* [Written problem 1]
Which lines in the records below contain the word "collar"? Report each of those lines in full.

* [Reading text]
-- begin --
HOA’s Must File Taxes

If you own a home in a planned community or development there is a good chance you are a member of a homeowners’ association (HOA). One perplexing aspect of HOA management is the tax reporting requirements of the IRS.  I have discussed this topic several times in the past. Still, it continues to generate more calls and web visits than any other topic.  Some common questions our office receives are “Must our HOA file a tax return?” “What return must it file?” and “What happens if we haven’t filed for a number of years?”  Today, I’ll revisit some of these basic questions in order to clarify some of the confusion associated with taxes and your HOA’s reporting requirements. 

Home Owner Associations are Corporations: For federal tax purposes, homeowners associations are treated as corporations. This is true even if an HOA was created as an association or a nonprofit corporation with its respective state.  The only exception is the rare instance in which the HOA has filed for recognition and been accepted as a nonprofit by the IRS. Such recognition is expensive and difficult to obtain.  Nonprofit recognition is requested by filing form 1024 with the IRS and utilizing tax code section 501(c)(4).

IRS Form 1120:  Corporations are generally required to file Form 1120, U.S. Corporation Income Tax Return, annually. Filing form 1120 has several distinct disadvantages for an HOA. First, Form 1120 is fairly complex and requires a level of bookkeeping sophistication many HOAs lack. A second disadvantage of filing Form 1120 is that all of the HOA’s “income” is taxable. Basically, this means that any funds collected and not spent (for example, funds set aside for road maintenance or replacement) during the year may be subject to corporate income tax. A third disadvantage of Form 1120 for an HOA is that it may subject the HOA to making estimated tax payments, another burden for the often overburdened volunteer treasurer.

IRS Form 1120-H for HOAs:The tax code gives many HOAs the ability to avoid Form 1120 by making a special election. Section 528 allows Homeowner Associations that meet certain requirements to bypass Form 1120 by filing Form 1120-H, an income tax form specifically designed for Homeowner Associations. Form 1120-H is a one page form that is much easier to complete than the many page, multiple schedule Form 1120.

Qualifying for 1120-H: Although most HOA’s qualify, each must meet certain requirements to utilize this election. To file Form 1120-H, at least 60% of the HOA annual revenue must be “exempt-function income.” Exempt-function income includes membership dues, assessments, fees and interest on those fees. Also, 90% of the HOA’s expenditures must be for management, maintenance, acquisition and construction of association property.
-- end --
* [Data in this exercise]
-- begin --
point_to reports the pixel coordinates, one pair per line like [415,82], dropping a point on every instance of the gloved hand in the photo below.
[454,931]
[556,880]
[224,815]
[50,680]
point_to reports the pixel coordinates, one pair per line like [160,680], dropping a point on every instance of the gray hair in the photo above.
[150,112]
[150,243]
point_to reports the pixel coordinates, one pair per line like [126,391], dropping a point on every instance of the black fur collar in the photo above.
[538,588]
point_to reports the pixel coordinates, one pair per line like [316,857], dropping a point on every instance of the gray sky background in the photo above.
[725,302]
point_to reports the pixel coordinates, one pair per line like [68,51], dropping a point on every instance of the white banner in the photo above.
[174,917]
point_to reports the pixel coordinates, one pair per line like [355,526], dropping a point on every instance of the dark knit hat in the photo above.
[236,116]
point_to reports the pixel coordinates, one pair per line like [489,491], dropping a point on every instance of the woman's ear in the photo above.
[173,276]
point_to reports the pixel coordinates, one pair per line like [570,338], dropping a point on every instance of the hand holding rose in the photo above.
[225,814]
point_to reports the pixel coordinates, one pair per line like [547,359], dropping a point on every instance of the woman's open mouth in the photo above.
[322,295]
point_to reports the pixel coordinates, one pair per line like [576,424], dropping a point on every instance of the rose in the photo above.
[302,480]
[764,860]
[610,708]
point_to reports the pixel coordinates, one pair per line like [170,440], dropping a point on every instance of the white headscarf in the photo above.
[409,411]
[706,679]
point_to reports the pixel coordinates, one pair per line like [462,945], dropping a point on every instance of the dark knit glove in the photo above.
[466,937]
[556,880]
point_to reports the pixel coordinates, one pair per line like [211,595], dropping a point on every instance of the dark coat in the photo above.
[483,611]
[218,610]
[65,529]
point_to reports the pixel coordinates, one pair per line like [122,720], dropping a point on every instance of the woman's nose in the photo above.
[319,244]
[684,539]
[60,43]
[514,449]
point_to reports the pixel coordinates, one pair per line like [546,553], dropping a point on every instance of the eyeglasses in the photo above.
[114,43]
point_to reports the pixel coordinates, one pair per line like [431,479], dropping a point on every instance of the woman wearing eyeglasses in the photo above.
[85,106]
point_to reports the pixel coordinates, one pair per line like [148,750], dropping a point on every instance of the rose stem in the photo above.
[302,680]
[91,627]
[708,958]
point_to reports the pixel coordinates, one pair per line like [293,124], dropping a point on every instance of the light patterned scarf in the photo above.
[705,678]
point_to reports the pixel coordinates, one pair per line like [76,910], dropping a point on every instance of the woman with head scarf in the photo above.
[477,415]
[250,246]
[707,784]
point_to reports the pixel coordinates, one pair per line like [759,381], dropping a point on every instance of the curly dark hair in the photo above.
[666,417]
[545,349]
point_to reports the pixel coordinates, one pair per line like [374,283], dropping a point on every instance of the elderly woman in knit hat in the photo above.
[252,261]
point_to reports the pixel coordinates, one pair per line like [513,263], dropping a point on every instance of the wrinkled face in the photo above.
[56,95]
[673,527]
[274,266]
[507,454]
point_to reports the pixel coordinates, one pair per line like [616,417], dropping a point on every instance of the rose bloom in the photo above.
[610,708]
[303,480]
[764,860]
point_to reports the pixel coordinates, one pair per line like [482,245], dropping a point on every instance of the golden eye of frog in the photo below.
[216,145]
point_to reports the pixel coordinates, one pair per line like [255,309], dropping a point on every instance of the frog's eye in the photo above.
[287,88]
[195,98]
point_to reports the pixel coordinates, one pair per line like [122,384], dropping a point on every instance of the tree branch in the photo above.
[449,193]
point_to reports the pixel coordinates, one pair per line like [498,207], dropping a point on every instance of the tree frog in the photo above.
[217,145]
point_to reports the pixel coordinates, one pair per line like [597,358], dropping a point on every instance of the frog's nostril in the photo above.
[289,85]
-- end --
-- begin --
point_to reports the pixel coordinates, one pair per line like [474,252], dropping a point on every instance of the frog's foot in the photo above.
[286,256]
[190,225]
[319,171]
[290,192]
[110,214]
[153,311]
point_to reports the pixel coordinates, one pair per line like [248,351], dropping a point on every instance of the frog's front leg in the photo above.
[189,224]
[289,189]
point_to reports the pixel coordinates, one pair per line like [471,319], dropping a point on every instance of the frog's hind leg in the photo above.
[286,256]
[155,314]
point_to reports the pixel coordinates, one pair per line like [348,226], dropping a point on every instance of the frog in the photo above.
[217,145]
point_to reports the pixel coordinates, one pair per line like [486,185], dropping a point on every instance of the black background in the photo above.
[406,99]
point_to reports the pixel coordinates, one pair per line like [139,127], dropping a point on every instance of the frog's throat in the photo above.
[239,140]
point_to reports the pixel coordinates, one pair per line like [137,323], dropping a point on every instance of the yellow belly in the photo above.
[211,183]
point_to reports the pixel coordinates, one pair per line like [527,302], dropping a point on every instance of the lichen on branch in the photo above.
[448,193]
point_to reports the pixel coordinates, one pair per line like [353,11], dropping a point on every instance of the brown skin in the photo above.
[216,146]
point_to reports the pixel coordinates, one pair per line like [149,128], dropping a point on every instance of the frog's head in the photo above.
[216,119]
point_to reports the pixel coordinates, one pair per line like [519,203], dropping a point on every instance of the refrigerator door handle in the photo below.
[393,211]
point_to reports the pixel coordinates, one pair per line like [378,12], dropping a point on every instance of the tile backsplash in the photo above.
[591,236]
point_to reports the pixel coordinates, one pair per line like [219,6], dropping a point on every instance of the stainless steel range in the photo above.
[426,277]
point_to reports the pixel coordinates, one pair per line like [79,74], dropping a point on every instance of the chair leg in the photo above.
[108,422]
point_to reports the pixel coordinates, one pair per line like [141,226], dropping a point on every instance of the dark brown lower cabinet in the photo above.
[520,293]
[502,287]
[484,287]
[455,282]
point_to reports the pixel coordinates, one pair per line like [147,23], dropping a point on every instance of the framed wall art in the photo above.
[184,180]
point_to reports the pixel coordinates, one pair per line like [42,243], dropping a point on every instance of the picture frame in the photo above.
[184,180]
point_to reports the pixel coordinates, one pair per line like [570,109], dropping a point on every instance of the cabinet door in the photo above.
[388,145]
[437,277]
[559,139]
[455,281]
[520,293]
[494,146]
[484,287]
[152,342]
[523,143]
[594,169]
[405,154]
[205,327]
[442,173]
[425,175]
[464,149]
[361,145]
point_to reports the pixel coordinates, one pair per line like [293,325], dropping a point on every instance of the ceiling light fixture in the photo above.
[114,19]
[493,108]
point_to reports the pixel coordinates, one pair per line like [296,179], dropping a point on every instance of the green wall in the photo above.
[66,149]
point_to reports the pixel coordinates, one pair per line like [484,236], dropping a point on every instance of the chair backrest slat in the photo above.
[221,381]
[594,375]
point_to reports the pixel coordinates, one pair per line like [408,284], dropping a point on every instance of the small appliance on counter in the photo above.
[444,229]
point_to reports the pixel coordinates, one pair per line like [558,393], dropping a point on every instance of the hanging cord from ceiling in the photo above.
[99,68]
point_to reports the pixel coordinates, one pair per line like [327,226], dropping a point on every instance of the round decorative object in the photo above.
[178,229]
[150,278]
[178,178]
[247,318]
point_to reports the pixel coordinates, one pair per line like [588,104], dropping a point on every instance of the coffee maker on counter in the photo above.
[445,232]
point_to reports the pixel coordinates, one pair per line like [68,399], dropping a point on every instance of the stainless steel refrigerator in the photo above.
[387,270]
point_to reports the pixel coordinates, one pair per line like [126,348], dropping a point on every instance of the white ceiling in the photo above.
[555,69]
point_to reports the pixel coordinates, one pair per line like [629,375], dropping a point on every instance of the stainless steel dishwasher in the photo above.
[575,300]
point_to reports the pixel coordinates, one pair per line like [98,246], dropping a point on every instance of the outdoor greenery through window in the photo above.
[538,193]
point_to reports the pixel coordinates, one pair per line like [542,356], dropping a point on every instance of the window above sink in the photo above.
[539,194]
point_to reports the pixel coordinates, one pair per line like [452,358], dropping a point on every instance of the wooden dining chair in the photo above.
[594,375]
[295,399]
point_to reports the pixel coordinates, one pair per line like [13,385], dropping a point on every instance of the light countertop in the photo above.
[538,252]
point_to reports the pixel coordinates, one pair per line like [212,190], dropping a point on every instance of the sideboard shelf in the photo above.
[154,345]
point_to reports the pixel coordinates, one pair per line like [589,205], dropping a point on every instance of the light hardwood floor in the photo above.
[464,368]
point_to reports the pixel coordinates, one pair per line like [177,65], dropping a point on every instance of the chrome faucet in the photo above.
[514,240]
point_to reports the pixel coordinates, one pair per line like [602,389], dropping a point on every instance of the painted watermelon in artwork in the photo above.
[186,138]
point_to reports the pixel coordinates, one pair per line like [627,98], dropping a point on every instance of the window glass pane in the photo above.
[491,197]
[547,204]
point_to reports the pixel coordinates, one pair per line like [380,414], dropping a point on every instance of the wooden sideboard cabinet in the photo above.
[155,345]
-- end --
-- begin --
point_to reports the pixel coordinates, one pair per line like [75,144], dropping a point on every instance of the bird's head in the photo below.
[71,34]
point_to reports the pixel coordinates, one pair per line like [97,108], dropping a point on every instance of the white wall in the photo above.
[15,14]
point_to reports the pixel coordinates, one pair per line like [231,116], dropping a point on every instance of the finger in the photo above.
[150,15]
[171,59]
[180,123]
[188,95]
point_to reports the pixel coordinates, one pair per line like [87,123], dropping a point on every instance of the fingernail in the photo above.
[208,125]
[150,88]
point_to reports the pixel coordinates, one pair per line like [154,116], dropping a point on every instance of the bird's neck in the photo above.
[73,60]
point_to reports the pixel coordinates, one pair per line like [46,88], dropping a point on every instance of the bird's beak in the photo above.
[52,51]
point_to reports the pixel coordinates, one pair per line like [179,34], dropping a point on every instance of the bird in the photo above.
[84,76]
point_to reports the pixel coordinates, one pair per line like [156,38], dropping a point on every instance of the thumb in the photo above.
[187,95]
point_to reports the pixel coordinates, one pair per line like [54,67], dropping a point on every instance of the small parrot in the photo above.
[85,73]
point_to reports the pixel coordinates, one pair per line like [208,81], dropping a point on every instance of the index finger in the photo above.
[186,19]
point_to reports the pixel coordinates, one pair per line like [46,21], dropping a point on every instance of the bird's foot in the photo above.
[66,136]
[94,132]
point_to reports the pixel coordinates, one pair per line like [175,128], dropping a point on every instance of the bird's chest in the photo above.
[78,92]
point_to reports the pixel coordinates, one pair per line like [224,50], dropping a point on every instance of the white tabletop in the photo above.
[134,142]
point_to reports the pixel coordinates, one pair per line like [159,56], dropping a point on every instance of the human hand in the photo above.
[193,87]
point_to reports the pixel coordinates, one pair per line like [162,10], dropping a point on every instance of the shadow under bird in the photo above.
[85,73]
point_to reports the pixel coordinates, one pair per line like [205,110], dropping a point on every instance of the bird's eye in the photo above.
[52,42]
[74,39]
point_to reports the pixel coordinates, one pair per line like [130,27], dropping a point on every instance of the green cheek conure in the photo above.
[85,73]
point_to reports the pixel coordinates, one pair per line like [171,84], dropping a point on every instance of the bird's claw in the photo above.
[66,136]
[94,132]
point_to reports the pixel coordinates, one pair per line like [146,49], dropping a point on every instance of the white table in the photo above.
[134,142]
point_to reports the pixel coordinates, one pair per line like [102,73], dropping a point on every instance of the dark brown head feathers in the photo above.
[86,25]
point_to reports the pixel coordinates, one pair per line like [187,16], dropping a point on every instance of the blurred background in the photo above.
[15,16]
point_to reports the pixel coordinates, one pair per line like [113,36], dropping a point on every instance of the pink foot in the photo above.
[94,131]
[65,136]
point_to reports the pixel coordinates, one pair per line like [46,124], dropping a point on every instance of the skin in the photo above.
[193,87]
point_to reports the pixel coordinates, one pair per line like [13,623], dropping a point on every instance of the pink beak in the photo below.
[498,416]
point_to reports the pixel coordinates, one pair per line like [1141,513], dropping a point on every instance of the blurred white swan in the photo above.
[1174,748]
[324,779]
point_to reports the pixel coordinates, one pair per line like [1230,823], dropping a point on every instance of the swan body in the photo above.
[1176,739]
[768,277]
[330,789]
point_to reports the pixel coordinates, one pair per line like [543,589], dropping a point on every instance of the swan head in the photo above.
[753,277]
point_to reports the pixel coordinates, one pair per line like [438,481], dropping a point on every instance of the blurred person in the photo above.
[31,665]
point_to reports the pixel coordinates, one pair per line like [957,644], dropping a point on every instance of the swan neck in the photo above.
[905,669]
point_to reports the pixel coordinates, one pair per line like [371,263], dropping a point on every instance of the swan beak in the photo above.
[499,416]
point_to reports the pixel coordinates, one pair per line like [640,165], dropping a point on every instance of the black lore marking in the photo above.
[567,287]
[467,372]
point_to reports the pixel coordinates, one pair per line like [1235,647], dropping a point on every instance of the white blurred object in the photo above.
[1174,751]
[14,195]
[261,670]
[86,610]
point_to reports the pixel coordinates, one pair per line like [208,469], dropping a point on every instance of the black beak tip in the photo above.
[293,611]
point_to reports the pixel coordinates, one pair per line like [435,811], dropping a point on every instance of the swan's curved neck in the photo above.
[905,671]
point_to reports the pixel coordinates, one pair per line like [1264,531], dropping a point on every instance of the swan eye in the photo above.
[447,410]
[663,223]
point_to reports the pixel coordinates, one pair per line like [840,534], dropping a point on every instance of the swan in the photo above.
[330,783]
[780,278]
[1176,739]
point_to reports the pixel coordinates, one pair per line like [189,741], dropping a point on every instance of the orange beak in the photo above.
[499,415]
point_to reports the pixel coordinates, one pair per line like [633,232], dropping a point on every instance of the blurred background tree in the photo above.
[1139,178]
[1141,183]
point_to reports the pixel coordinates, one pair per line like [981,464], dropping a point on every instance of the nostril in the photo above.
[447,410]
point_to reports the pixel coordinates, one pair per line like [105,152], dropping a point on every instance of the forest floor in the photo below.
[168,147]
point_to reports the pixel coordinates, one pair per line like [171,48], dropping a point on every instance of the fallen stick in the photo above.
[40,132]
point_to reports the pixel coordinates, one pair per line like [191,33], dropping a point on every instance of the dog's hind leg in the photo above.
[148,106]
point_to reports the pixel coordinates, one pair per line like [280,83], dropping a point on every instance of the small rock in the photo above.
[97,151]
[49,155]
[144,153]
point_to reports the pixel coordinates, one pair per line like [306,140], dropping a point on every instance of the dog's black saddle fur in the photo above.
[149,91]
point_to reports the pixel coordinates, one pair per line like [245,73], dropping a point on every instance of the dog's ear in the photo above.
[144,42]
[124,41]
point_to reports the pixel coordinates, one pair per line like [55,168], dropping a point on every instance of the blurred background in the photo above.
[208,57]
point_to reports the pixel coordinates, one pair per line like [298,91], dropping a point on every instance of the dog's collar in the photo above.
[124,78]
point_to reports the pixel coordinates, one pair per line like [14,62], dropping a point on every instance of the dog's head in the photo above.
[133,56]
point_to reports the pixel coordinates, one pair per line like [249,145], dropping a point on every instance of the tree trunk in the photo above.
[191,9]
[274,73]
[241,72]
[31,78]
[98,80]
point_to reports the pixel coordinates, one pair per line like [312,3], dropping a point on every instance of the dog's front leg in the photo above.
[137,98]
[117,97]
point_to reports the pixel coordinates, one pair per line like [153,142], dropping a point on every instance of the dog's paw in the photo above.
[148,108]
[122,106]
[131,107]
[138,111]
-- end --
* [Written problem 2]
Print the stretch of the HOA tax article above from "IRS Form 1120:  Corporations" through "overburdened volunteer treasurer.", word for word.

* [Expected answer 1]
point_to reports the pixel coordinates, one pair per line like [126,391], dropping a point on every instance of the black fur collar in the photo above.
point_to reports the pixel coordinates, one pair per line like [298,91], dropping a point on every instance of the dog's collar in the photo above.

* [Expected answer 2]
IRS Form 1120:  Corporations are generally required to file Form 1120, U.S. Corporation Income Tax Return, annually. Filing form 1120 has several distinct disadvantages for an HOA. First, Form 1120 is fairly complex and requires a level of bookkeeping sophistication many HOAs lack. A second disadvantage of filing Form 1120 is that all of the HOA’s “income” is taxable. Basically, this means that any funds collected and not spent (for example, funds set aside for road maintenance or replacement) during the year may be subject to corporate income tax. A third disadvantage of Form 1120 for an HOA is that it may subject the HOA to making estimated tax payments, another burden for the often overburdened volunteer treasurer.